===== Segment du document =====
Olivier Mouton

Les apprentis sorciers d’un fédéralisme de confrontation

Olivier Mouton Journaliste

Le gouvernement fédéral a bouclé son budget en rejetant partiellement la patate chaude aux Régions. Logique. Ce qui ne l’est pas, c’est l’absence de concertation et la tuyauterie incompréhensible du système. Notre fédéralisme vire dangereusement à la confrontation permanente.

Ils sont furieux, les ministres-présidents de nos Régions. Et on les comprend, partiellement du moins. En bouclant rapidement son délicat conclave budgétaire, le gouvernement fédéral a rejeté une bonne partie de la patate chaude vers la Flandre, la Wallonie et Bruxelles, à hauteur respectivement de 396, 247 et 105,4 millions d’euros. Soit une facture totale de 750 millions sur le 1,2 milliard d’effort qui était prévu. Voilà à nouveau nos entités fédérées dans l’embarras dans un contexte déjà extrêmement délicat pour elles.

Le résultat ? Une nouvelle guerre des petites phrases entre le PS au pouvoir dans les entités francophones et le MR au fédéral. Rudi Vervoort, ministre-président bruxellois, dénonce le « manque de considération » du fédéral à l’égard des entités fédérées. Christophe Lacroix (PS), ministre wallon du Budget, avait déjà fait part de sa « stupéfaction ». Didier Reynders, vice-Premier MR au fédéral, affirme au Soir non sans cynisme que « les Régions doivent faire leur travail » et qu’il s’agit de l’application de la nouvelle loi de financement « qui a été négociée par huit partis sous la direction du précédent gouvernement », à savoir celui d’Elio Di Rupo. Quant au Premier ministre Charles Michel, il affirme que les lamentations régionales n’ont « aucun sens ». Et d’ajouter : « Il n’y avait pas de raison de se concerter avec les Régions. Je comprends très bien que la nouvelle ne soit pas agréable. Mais tout le monde doit faire ses propres efforts avec ses propres moyens. »
===== Extrait source =====
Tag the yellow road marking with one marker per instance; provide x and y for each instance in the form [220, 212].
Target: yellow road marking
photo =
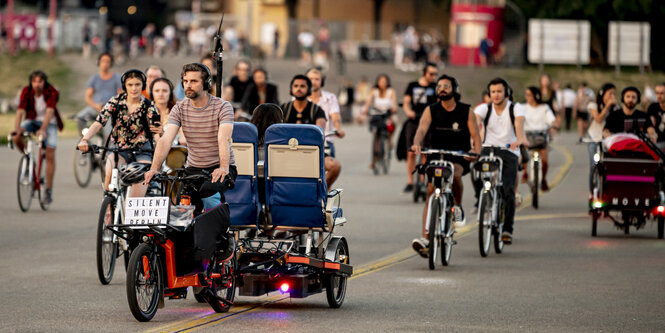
=====
Recopiez fidèlement le passage de l'article sur le fédéralisme de confrontation, depuis « Le gouvernement fédéral a bouclé » jusqu'à « la confrontation permanente. » inclus. Les données ci-dessus constituent un matériau distinct de l'article.

Le gouvernement fédéral a bouclé son budget en rejetant partiellement la patate chaude aux Régions. Logique. Ce qui ne l’est pas, c’est l’absence de concertation et la tuyauterie incompréhensible du système. Notre fédéralisme vire dangereusement à la confrontation permanente.